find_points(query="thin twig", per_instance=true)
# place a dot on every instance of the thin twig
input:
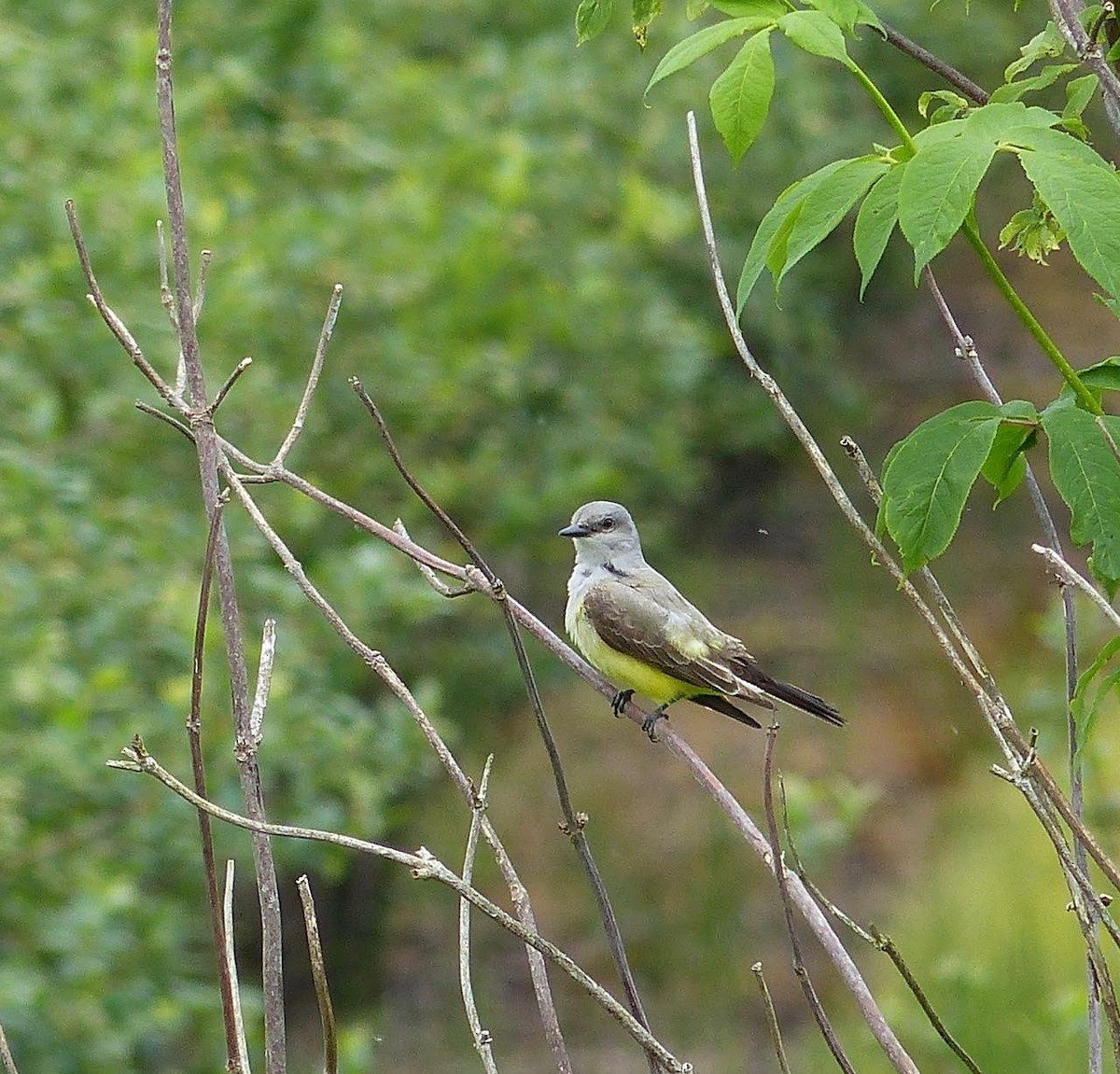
(319, 977)
(776, 1030)
(430, 576)
(966, 350)
(6, 1059)
(1074, 578)
(313, 378)
(778, 865)
(208, 458)
(482, 1037)
(162, 415)
(231, 380)
(938, 66)
(574, 823)
(230, 1013)
(380, 666)
(204, 260)
(263, 686)
(231, 962)
(116, 325)
(424, 866)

++++++++

▶ **WHAT IS REQUIRED**: Skip every picture and transcribe the data above exactly.

▶ **RESPONSE BELOW**:
find_points(query="thin twig", per_instance=true)
# place a dot on every instance of the thin twig
input:
(319, 977)
(776, 1030)
(430, 576)
(966, 350)
(6, 1059)
(1074, 578)
(313, 378)
(778, 865)
(208, 458)
(482, 1037)
(162, 415)
(231, 380)
(938, 66)
(574, 823)
(230, 1013)
(380, 666)
(204, 260)
(263, 686)
(231, 962)
(116, 325)
(424, 866)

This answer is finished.